Extracted text:

★ ★ ★ ★

The Market Centre store was one of 133 stores to close after the company – once the biggest sports retailer in Britain – went into administration.
Only 20 shops were saved from closure after being bought by rival Sports Direct – leaving 2,200 people out of work across the country.
A total of 167 JJB employees have also been retained to assist administrators KPMG, including one from Crewe.
“We hope to be able to sell the leasehold interests of some of the remaining stores, which may result in re-employment of some staff,” said David McCorquodale, corporate finance partner.
Just five years ago, JJB’s shares were worth £10 a piece but now all investors – including Microsoft magnate Bill Gates – have seen their holdings wiped out.
Richard Fleming, head of restructuring at KPMG, added: “Successive attempts to restructure the business, both financially and operationally, have not been enough to prevent the company falling into administration.
“All staff made redundant as a result of store closures have had their arrears of wages and holiday entitlements paid in full. “Our team of employment specialists will be supporting staff on completing redundancy forms and putting them in touch with job seeker services.”
JJB’s story of rise and fall began when former Blackburn Rovers footballer and Wigan Athletic owner Dave Whelan bought a single store in Wigan in 1971. An aggressive expansion drive saw it climb to more than 400 stores by 2007.
In 2007 Mr Whelan sold his family’s holding for £190million to a joint venture formed by Icelandic financial group Exista and Chris Ronnie, who previously worked at Umbro and Sports World.
The group was hit hard by the financial crisis and by strong performances of rivals Sports Direct and JD Sports.

★ ★ ★ ★

Goal A: In the article on JJB's collapse, in what year did Dave Whelan buy a single store in Wigan?

★ ★ ★ ★

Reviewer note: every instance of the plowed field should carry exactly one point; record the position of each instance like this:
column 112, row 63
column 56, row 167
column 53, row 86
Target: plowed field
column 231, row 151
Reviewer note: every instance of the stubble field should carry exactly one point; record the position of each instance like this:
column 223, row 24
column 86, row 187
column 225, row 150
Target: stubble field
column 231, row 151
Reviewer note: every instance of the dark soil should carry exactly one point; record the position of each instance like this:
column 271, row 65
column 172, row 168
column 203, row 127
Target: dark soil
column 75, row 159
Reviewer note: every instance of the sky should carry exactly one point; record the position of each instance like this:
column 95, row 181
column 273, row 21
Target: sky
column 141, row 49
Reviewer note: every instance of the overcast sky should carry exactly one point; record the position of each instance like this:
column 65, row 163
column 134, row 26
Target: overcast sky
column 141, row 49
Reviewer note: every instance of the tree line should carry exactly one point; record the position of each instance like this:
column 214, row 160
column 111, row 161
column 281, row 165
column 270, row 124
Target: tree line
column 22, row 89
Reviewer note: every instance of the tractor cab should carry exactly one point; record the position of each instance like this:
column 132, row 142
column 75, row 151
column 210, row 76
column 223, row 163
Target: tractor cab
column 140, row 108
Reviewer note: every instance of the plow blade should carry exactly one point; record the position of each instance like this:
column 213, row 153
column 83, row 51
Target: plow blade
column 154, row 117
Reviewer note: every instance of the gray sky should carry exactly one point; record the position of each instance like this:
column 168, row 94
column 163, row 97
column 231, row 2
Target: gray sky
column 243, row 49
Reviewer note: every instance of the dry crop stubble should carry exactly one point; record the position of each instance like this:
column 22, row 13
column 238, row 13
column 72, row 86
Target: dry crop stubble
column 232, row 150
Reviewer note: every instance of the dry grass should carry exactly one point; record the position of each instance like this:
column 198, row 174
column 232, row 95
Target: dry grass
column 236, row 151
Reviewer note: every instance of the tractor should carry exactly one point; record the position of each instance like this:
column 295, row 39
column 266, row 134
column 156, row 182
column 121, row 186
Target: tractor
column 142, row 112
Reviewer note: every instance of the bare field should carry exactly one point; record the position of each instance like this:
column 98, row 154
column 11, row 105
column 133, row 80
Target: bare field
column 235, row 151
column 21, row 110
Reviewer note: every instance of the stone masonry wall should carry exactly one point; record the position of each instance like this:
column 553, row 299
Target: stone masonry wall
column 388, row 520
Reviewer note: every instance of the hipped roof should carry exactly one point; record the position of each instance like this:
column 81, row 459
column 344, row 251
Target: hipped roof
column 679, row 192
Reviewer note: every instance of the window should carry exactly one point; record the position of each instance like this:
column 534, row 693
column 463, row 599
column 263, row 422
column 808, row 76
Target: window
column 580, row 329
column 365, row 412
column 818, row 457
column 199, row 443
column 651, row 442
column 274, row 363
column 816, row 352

★ ★ ★ ★

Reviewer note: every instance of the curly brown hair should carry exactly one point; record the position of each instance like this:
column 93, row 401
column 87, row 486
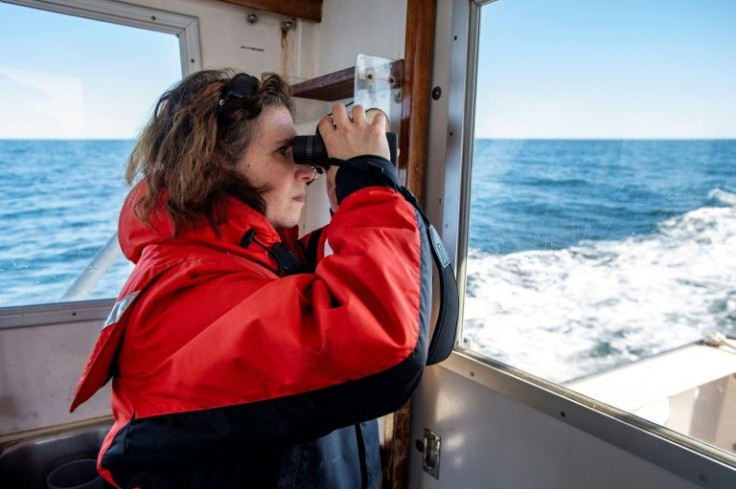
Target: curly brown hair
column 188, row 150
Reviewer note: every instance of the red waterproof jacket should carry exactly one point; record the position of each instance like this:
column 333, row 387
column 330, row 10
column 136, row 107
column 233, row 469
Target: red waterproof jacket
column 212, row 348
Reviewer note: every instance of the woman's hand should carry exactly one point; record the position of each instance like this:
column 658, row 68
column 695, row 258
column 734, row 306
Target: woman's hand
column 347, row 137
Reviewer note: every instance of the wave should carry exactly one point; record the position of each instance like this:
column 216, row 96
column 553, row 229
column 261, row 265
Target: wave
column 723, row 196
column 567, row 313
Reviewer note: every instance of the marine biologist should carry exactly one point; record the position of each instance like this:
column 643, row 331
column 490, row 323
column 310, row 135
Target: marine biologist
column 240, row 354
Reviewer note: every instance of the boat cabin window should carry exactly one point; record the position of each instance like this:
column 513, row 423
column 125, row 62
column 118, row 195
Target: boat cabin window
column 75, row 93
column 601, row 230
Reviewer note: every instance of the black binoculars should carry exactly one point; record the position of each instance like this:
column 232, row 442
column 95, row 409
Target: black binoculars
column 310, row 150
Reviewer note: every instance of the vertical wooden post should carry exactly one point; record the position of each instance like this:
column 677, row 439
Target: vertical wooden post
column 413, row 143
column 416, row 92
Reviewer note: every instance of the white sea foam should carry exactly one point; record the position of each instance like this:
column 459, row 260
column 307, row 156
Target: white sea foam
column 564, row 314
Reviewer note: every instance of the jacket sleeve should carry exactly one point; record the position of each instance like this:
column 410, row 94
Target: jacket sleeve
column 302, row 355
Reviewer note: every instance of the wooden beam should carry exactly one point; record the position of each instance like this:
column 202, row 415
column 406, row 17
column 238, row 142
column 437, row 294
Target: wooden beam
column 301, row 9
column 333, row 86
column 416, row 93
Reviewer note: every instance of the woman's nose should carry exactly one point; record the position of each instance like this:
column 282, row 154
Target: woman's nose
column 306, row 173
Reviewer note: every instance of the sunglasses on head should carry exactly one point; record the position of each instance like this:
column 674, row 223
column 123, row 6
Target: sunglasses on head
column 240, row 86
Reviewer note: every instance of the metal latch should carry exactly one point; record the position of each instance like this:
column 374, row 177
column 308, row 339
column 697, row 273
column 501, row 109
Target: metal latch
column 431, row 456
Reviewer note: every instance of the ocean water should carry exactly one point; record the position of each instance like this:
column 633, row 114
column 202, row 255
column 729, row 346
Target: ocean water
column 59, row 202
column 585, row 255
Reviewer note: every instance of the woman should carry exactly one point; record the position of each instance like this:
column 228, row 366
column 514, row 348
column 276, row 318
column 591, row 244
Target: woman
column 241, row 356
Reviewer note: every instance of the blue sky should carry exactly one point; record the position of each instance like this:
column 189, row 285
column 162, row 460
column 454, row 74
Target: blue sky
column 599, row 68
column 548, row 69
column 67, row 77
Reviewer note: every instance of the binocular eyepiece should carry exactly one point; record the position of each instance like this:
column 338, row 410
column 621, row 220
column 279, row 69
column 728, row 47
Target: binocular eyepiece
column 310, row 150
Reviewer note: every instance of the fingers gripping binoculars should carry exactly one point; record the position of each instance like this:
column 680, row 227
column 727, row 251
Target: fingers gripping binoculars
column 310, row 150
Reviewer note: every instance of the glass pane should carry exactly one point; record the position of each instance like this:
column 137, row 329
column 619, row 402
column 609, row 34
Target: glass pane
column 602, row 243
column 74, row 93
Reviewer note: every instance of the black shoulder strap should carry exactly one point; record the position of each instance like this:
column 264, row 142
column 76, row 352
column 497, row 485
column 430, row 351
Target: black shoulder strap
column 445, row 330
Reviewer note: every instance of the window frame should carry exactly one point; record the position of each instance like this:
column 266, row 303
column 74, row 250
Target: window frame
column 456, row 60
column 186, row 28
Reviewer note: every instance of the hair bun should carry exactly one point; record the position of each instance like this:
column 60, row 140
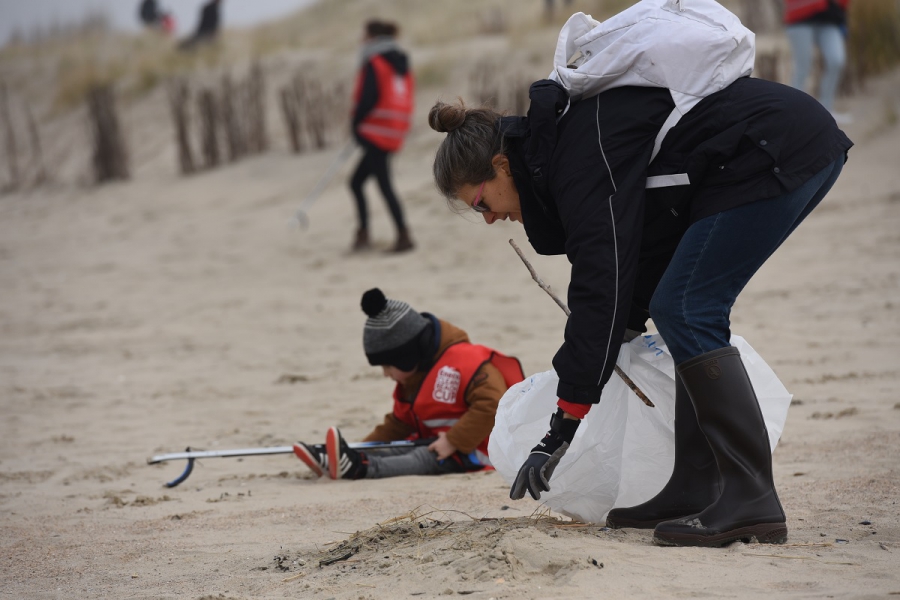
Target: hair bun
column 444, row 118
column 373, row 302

★ ★ ★ ★

Goal B: Count the lines in the records that contain the string "fingers". Case counts. Give only the number.

Expected answer A: 1971

Expected answer B: 2